--- BEGIN Available data ---

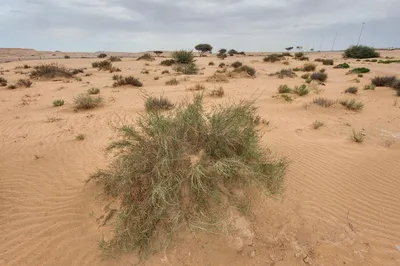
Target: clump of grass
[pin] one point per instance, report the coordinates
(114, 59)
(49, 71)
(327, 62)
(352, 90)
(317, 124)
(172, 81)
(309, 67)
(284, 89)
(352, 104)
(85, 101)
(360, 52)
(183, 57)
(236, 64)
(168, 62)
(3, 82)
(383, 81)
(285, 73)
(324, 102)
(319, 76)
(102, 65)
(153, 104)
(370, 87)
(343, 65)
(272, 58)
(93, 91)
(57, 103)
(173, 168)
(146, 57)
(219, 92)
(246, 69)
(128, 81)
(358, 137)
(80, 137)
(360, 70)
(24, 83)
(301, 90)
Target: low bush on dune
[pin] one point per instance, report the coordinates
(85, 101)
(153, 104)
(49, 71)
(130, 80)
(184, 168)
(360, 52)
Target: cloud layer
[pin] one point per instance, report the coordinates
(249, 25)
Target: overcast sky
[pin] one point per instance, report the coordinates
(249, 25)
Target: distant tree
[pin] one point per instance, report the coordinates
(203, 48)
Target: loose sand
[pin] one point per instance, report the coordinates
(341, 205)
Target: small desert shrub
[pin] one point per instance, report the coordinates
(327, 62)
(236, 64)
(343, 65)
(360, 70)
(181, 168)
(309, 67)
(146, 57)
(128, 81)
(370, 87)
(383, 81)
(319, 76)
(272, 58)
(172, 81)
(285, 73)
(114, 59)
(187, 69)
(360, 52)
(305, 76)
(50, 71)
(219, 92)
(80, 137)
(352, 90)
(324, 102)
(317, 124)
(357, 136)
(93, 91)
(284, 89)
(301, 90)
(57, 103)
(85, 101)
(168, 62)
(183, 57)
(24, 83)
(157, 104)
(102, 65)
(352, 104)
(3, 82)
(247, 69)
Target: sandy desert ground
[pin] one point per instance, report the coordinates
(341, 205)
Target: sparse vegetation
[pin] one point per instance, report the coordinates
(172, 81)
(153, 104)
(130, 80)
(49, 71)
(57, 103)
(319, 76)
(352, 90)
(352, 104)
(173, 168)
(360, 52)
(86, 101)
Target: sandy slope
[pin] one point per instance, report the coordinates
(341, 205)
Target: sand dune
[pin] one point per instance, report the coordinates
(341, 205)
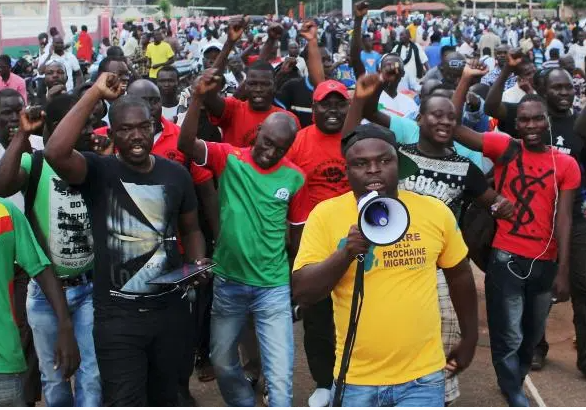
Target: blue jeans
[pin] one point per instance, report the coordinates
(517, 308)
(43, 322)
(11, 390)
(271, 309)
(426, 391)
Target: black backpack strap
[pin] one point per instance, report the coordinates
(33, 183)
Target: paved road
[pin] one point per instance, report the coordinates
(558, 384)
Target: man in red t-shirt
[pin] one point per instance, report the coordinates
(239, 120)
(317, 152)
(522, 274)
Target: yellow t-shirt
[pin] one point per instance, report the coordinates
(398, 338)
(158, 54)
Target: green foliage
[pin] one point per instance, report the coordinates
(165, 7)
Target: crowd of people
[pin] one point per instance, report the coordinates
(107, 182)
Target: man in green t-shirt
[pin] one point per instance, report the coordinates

--- END Available data ---

■ **Written exercise**
Please set out every line of the entries above as a numbered list, omitting blank lines and leaving the pictures out.

■ **Result**
1. Target: clump of grass
2. [pin] one point per instance, report the coordinates
3. (114, 59)
4. (49, 71)
5. (327, 62)
6. (352, 90)
7. (317, 124)
8. (172, 81)
9. (309, 67)
10. (284, 89)
11. (352, 104)
12. (85, 101)
13. (360, 52)
14. (183, 57)
15. (236, 64)
16. (168, 62)
17. (3, 82)
18. (383, 81)
19. (285, 73)
20. (324, 102)
21. (319, 76)
22. (102, 65)
23. (153, 104)
24. (370, 87)
25. (343, 65)
26. (272, 58)
27. (93, 91)
28. (57, 103)
29. (173, 168)
30. (146, 57)
31. (219, 92)
32. (246, 69)
33. (128, 81)
34. (358, 137)
35. (80, 137)
36. (360, 70)
37. (24, 83)
38. (301, 90)
39. Target: low bush on dune
40. [pin] one point per instance, report the coordinates
41. (85, 101)
42. (153, 104)
43. (49, 71)
44. (130, 80)
45. (184, 168)
46. (360, 52)
47. Target: cloud layer
48. [pin] one point per instance, report the coordinates
49. (249, 25)
50. Target: overcast sky
51. [pin] one point per instance, report the coordinates
52. (249, 25)
53. Target: distant tree
54. [pin] one point per instance, report the coordinates
55. (203, 48)
56. Target: loose sand
57. [pin] one point per instance, report the coordinates
58. (341, 205)
59. Target: small desert shrub
60. [pin] one point per instance, report the coordinates
61. (327, 62)
62. (236, 64)
63. (343, 65)
64. (360, 70)
65. (181, 168)
66. (309, 67)
67. (146, 57)
68. (128, 81)
69. (370, 87)
70. (383, 81)
71. (319, 76)
72. (272, 58)
73. (172, 81)
74. (285, 73)
75. (114, 59)
76. (187, 69)
77. (360, 52)
78. (305, 76)
79. (50, 71)
80. (219, 92)
81. (80, 137)
82. (352, 90)
83. (324, 102)
84. (317, 124)
85. (357, 136)
86. (93, 91)
87. (284, 89)
88. (301, 90)
89. (57, 103)
90. (85, 101)
91. (168, 62)
92. (183, 57)
93. (24, 83)
94. (157, 104)
95. (102, 65)
96. (352, 104)
97. (3, 82)
98. (247, 69)
99. Target: sandy desert ground
100. [pin] one point per instance, report the coordinates
101. (341, 205)
102. Target: sparse vegetation
103. [pin] one point per instance, report the coordinates
104. (172, 81)
105. (153, 104)
106. (130, 80)
107. (49, 71)
108. (57, 103)
109. (319, 76)
110. (352, 90)
111. (352, 104)
112. (173, 168)
113. (360, 52)
114. (86, 101)
115. Target: sandy slope
116. [pin] one point per instance, report the coordinates
117. (341, 205)
118. Target: sand dune
119. [pin] one point per instance, report the coordinates
120. (341, 205)
121. Target: blue jeans
122. [pin] one point per instance, report the coordinates
123. (517, 308)
124. (43, 322)
125. (11, 390)
126. (271, 309)
127. (426, 391)
128. Target: black backpack strap
129. [pin] one point per instance, report the coordinates
130. (33, 183)
131. Target: paved road
132. [pin] one point per instance, report the coordinates
133. (558, 384)
134. Target: man in red t-shirt
135. [pin] one point per instance, report the coordinates
136. (239, 120)
137. (317, 152)
138. (522, 274)
139. Target: yellow t-shirt
140. [pin] one point per instance, report the coordinates
141. (398, 338)
142. (158, 54)
143. Target: green foliage
144. [pin] one point per instance, report the coordinates
145. (165, 7)
146. Target: crowd of people
147. [pin] one point per instance, report the coordinates
148. (107, 182)
149. Target: man in green t-shirt
150. [pin] one point per instance, report the coordinates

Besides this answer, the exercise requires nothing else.